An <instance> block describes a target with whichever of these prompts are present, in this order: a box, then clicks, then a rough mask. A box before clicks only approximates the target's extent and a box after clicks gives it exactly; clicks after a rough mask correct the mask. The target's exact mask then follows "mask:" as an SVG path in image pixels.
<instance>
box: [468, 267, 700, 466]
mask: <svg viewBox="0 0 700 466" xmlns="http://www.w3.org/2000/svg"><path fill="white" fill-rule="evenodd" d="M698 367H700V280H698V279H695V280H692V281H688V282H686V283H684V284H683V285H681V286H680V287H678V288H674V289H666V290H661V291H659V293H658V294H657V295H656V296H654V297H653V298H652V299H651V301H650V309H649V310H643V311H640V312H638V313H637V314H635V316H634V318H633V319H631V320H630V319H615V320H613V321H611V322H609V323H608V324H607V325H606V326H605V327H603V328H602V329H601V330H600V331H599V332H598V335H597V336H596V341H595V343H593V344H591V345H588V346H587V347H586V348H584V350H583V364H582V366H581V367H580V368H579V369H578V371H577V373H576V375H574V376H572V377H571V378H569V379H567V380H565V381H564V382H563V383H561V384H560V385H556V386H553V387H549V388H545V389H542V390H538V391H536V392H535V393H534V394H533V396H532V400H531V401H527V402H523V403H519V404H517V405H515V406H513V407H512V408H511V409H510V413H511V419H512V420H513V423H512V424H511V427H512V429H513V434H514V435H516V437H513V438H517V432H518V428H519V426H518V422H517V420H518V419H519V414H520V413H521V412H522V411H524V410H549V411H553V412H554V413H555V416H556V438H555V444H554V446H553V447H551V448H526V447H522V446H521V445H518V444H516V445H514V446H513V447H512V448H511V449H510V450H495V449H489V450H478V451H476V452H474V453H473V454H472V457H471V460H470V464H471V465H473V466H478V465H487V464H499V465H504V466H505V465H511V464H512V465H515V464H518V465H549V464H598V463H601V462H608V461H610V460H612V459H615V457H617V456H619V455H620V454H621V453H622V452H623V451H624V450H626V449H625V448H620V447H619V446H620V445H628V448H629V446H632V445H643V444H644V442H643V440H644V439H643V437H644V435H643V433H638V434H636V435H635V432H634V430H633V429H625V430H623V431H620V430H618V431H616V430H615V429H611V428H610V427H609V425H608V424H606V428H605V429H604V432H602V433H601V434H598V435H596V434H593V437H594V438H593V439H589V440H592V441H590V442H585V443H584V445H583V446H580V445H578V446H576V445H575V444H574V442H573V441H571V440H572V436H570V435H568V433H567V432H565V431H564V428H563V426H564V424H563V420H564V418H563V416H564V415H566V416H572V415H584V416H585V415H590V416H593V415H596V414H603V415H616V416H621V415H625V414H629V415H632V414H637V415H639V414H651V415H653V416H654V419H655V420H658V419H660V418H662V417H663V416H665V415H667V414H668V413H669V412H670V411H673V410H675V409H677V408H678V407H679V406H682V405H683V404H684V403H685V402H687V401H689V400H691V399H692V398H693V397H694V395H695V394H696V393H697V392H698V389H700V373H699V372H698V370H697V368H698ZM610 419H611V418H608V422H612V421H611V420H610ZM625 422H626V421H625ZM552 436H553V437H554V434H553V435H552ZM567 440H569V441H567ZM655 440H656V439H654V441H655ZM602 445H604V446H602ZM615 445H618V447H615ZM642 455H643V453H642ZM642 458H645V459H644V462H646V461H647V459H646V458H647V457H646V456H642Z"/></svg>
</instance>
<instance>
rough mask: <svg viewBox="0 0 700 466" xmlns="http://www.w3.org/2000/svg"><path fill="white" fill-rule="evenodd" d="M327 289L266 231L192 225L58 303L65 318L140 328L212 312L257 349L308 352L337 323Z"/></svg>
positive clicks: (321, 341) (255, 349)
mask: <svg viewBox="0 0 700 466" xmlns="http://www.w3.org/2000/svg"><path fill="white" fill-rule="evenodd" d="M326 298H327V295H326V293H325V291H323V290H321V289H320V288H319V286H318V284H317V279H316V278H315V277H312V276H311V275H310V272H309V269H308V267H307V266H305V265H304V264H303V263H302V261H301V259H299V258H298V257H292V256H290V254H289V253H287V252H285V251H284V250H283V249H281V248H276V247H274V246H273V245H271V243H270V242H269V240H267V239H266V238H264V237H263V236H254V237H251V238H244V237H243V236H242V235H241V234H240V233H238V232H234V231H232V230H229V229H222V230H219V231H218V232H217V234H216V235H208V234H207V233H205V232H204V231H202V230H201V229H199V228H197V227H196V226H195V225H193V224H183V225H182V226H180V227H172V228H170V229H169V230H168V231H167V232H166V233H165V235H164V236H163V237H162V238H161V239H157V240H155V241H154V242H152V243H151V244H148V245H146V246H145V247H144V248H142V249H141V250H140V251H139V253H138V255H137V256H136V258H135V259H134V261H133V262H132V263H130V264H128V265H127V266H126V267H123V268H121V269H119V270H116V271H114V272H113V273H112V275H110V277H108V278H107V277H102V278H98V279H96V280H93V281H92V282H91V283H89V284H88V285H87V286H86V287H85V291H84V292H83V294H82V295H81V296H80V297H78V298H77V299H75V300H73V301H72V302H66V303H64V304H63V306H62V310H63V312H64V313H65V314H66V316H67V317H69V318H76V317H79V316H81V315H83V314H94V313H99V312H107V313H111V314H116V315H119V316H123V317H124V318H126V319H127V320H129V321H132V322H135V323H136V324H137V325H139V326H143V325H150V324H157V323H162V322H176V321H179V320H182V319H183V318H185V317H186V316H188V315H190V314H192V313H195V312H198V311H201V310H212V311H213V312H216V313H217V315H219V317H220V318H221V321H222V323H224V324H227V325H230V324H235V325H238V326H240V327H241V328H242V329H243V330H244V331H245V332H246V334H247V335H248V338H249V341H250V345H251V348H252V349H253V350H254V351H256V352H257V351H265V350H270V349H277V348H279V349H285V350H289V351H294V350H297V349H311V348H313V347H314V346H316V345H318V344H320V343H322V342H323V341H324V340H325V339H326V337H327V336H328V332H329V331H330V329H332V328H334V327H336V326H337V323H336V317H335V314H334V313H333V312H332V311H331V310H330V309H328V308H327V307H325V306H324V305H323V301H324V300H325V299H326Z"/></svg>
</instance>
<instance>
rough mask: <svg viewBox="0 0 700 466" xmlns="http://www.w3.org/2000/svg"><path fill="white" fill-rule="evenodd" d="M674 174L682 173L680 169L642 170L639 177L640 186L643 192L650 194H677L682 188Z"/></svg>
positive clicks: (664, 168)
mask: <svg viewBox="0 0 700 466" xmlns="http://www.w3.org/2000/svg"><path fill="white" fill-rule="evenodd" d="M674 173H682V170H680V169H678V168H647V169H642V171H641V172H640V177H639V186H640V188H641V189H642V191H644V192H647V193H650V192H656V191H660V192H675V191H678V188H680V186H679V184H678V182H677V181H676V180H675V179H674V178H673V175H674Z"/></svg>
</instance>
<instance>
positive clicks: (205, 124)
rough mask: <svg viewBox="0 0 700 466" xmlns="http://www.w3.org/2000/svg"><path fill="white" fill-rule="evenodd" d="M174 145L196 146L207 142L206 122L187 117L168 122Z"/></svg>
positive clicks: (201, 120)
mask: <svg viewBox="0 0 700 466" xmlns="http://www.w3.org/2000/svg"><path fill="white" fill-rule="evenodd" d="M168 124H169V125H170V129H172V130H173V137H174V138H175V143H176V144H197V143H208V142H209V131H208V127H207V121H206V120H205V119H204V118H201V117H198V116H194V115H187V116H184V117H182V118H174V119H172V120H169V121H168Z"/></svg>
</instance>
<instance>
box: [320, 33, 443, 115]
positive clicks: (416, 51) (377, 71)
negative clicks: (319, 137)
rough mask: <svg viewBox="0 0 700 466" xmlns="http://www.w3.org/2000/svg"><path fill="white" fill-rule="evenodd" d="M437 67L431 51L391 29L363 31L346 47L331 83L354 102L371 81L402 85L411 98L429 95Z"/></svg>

Instruction: Set down the lines word for word, from the first line through the line containing "box: [468, 267, 700, 466]", with both of those included.

Your solution:
An <instance> block describes a target with whichever of these prompts are present, in this order: a box, then clicks, then a rough mask. A box before clicks only approximates the target's extent and a box after clicks gives it exactly; clicks after a rough mask correct the mask. The target's exact mask then follows "mask:" as an SVG path in image pixels.
<instance>
box: [468, 267, 700, 466]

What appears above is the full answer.